Please extract every line from the items below that contains the string "window".
---------------
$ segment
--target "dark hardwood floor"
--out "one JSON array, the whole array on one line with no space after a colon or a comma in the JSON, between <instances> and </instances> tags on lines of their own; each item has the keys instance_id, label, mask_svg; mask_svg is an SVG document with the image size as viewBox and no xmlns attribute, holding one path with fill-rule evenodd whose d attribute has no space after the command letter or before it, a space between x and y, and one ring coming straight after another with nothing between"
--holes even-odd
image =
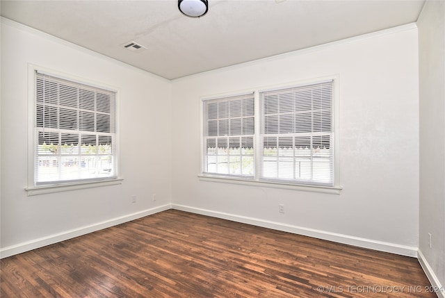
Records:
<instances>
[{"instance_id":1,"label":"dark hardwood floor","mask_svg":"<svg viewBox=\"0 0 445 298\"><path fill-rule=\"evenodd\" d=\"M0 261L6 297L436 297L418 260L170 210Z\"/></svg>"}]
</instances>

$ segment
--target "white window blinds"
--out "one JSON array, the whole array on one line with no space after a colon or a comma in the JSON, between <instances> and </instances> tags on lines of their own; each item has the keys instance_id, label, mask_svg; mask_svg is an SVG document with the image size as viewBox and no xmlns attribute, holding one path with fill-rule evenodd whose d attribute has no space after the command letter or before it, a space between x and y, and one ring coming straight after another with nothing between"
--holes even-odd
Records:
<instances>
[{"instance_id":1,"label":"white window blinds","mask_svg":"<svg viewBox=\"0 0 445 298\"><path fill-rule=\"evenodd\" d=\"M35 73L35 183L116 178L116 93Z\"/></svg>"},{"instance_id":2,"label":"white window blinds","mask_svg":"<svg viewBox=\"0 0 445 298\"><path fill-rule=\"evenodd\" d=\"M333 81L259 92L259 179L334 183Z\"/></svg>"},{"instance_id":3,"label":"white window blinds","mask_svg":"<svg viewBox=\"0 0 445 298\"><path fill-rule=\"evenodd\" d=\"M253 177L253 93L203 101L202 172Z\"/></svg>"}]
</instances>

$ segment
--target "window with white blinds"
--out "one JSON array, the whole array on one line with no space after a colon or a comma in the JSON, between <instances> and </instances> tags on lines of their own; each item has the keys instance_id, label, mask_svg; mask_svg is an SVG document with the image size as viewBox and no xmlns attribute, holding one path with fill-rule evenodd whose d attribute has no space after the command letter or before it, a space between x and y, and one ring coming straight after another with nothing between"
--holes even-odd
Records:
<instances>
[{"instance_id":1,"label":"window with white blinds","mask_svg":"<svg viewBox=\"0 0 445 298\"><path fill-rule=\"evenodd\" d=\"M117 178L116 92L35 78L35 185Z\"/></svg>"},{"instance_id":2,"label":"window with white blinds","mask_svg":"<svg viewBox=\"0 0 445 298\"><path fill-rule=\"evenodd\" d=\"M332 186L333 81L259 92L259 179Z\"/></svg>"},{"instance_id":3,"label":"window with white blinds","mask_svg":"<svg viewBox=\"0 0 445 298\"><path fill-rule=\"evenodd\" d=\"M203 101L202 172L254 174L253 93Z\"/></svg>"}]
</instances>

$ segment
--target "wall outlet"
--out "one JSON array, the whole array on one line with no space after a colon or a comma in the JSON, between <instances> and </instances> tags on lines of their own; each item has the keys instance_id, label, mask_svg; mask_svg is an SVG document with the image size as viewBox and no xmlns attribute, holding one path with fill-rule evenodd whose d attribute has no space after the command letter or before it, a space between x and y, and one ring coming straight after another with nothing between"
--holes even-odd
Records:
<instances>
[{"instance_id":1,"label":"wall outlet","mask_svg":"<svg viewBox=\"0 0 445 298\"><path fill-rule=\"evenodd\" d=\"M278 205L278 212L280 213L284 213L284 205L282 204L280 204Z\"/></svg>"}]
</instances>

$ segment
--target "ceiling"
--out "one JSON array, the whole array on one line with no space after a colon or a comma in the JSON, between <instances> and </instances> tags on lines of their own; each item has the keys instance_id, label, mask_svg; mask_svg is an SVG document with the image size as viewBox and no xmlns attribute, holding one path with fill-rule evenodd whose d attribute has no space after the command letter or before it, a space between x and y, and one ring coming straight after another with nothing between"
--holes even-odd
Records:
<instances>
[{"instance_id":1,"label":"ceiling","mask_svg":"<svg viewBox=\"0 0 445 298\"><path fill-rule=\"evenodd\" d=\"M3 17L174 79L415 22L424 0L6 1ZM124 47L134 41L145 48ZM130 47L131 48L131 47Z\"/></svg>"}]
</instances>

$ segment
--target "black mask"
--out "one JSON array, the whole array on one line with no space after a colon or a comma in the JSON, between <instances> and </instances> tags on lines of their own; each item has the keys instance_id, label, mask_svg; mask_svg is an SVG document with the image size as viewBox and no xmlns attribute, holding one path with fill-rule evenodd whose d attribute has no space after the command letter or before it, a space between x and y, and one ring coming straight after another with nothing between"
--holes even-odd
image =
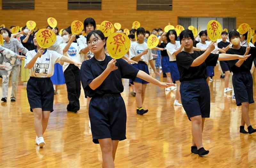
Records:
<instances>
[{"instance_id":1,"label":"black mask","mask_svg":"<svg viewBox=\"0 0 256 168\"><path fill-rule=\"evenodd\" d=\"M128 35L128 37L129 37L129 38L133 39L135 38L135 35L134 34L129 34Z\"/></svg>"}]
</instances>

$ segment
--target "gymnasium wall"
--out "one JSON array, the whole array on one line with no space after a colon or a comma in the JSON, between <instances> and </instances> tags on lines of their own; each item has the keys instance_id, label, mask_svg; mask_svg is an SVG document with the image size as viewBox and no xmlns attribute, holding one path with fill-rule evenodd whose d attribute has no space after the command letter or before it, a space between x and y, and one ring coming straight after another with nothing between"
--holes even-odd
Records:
---------------
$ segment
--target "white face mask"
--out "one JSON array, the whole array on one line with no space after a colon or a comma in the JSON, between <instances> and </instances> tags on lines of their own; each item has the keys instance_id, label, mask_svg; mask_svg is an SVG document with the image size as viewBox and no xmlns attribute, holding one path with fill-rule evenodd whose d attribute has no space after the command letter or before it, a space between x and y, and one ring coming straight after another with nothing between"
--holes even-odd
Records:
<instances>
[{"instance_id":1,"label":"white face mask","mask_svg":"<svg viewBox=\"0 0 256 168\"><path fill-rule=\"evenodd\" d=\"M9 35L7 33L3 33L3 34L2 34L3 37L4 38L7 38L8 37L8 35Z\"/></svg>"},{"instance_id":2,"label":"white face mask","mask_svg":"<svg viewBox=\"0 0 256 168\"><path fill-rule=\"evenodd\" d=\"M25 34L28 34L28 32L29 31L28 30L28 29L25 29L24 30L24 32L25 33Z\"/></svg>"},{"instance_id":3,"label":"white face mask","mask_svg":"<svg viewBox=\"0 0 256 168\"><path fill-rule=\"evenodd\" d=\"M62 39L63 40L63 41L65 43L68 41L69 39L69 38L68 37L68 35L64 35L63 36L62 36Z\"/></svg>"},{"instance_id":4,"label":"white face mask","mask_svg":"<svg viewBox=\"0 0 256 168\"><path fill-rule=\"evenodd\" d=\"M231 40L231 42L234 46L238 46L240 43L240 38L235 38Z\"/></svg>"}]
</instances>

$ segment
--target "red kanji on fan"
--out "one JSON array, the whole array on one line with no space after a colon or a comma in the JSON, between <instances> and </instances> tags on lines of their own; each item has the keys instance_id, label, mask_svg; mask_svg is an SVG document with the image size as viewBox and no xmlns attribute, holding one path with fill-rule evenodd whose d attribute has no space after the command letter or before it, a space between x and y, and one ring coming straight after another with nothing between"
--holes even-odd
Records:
---------------
■ **EXERCISE RESPONSE**
--target "white window blinds"
[{"instance_id":1,"label":"white window blinds","mask_svg":"<svg viewBox=\"0 0 445 298\"><path fill-rule=\"evenodd\" d=\"M35 73L35 183L116 178L116 93Z\"/></svg>"},{"instance_id":2,"label":"white window blinds","mask_svg":"<svg viewBox=\"0 0 445 298\"><path fill-rule=\"evenodd\" d=\"M333 81L259 92L259 179L334 183Z\"/></svg>"},{"instance_id":3,"label":"white window blinds","mask_svg":"<svg viewBox=\"0 0 445 298\"><path fill-rule=\"evenodd\" d=\"M253 177L253 93L203 101L202 172Z\"/></svg>"}]
--target "window with white blinds"
[{"instance_id":1,"label":"window with white blinds","mask_svg":"<svg viewBox=\"0 0 445 298\"><path fill-rule=\"evenodd\" d=\"M117 178L116 92L35 78L35 185Z\"/></svg>"},{"instance_id":2,"label":"window with white blinds","mask_svg":"<svg viewBox=\"0 0 445 298\"><path fill-rule=\"evenodd\" d=\"M332 186L333 81L259 92L259 179Z\"/></svg>"},{"instance_id":3,"label":"window with white blinds","mask_svg":"<svg viewBox=\"0 0 445 298\"><path fill-rule=\"evenodd\" d=\"M203 101L202 172L254 174L253 93Z\"/></svg>"}]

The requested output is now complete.